## Brano di lettura
Sospinti dalla forza di un arguto polemista ci inoltriamo nella filosofia di un pensatore che il Manzoni definirebbe «più famoso che noto». Le incrostazioni del tempo, i pregiudizi delle varie scuole, una certa a geografia edificante si frappongono tra noi e Tommaso d’Aquino al quale l’omonimo saggio di Chesterton edito da fede e cultura ridona la parola con l’esplicito intento di trasformarlo in un santo sempre più popolare.
Un santo da conoscere
Popolare è da intendersi in una duplice accezione: aiutare l’uomo provvisto di quel senso comune tanto caro alla cultura anglosassone di ogni tempo a ricongiungere pensiero e realtà tramite un retto uso dell’intelletto, diffondere la riflessione dell’Aquinate presso le genti, cioè i non cattolici proprio facendo leva sul suo universale, quindi umano, appello a una ragione nutrita da 5 porte: i sensi.
Scopriremo così un Tommaso materialista e agnostico, ma soprattutto paladino della ragione il cui uso filosofico difese ai suoi tempi dai residui di uno spiritualismo agostinista e platonizzante che vedeva in ogni realtà materiale qualcosa di radicalmente manchevole.

(Estratti del dataset di puntamento)
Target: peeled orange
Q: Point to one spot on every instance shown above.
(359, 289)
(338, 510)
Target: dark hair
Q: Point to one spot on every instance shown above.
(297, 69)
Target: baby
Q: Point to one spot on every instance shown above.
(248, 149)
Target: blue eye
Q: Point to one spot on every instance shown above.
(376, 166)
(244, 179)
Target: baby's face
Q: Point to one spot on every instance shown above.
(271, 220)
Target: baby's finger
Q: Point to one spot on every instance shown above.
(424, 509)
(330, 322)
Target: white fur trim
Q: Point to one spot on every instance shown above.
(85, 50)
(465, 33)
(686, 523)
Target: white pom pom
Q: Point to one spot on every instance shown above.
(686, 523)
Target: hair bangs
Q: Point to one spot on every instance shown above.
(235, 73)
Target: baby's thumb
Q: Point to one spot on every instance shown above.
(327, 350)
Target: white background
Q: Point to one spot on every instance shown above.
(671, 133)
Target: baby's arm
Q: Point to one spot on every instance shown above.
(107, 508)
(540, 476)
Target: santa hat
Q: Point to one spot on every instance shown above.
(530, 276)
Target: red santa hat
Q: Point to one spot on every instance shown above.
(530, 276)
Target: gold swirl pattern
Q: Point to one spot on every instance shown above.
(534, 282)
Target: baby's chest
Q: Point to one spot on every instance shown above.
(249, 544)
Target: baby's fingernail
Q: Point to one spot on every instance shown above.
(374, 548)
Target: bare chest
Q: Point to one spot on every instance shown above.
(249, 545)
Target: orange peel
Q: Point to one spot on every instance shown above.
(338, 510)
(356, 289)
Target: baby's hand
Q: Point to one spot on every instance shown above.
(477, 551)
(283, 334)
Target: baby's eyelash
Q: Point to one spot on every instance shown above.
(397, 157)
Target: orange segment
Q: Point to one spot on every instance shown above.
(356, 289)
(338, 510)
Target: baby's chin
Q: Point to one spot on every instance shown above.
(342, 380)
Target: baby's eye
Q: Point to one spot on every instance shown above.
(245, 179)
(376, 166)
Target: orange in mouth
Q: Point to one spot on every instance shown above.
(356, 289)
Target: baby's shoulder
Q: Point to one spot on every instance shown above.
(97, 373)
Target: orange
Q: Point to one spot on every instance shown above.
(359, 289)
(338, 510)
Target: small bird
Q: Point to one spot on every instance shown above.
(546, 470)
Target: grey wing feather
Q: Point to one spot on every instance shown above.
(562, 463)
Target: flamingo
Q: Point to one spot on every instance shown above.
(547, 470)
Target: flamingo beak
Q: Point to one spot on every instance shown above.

## Compiti da svolgere
1 > Secondo il brano su Tommaso d'Aquino, con quale intento esplicito il saggio di Chesterton ridona la parola all'Aquinate?
2 > Indica se ciascuna delle seguenti affermazioni concorda con il brano su Tommaso d'Aquino, rispondendo sì o no e citando le parole del brano che lo stabiliscono. (a) Tommaso viene presentato come difensore dell'uso filosofico della ragione. (b) Lo spiritualismo agostinista e platonizzante vedeva nella realtà materiale qualcosa di perfetto. (c) L'espressione «più famoso che noto» è attribuita a Chesterton.
3 > Riprendi il brano su Tommaso d'Aquino e proseguilo dal punto in cui si interrompe.

## Risultati per compito
1 > Con l'intento di trasformarlo in un santo sempre più popolare.

2 >
(a) Sì: «paladino della ragione il cui uso filosofico difese ai suoi tempi».
(b) No: «vedeva in ogni realtà materiale qualcosa di radicalmente manchevole».
(c) No: «un pensatore che il Manzoni definirebbe «più famoso che noto»».

3 >
Per tornare a Cristo, oltre il trascendentalismo di Dionigi l’Aereopagita, l’Aquinate aveva necessità di Aristotele – un filosofo pagano – sottratto al fuorviante averroismo; proprio come Francesco d’Assisi ebbe bisogno della Natura- una divinità parimenti pagana – per far nuovamente brillare il mistero dell’Incarnazione.
Ma il recupero del realismo tomista, questo è il paradosso illuminato dal saggio, giova a noi che non conoscendone il funzionamento, non riusciamo più a servirci efficacemente della nostra stessa ragione: la logica non è solo forma del pensiero, ma potrebbe ancora divenire struttura della vita, se non fosse che nei nostri licei, affetti da idolatria del frammentario, non la si studia con la dovuta attenzione, soprattutto se di matrice aristotelico tomista.
La natura delle uova
Un realismo, non ingenuo da cui però la moderna speculazione si è allontanata involvendosi nel paradosso, per Chesterton vera cifra della umana condizione. Una separazione che emerge forse già dalla fine del Medioevo con gli sviluppi Hocamistici della Scolastica concretizzandosi in Cartesio: il dubbio mina le fondamenta stesse del mondo che diverranno sempre più labili ed incerte: il filosofo oggi pensa cose tanto assurde che nessun uomo della strada gli darebbe credito. la paradossale ironia di Chesterton si applica a una cruciale questione: quale sia la natura delle uova secondo le varie correnti della filosofia moderna.
In vano si attenderebbe qui la soluzione del maestro medioevale che, soppesati i vari argomenti a sostegno delle diverse tesi, pronunciava il suo verdetto, comunque suscettibile di ulteriori sviluppi. La disputa, ai nostri giorni, oltre il sano realismo è e resta infinita.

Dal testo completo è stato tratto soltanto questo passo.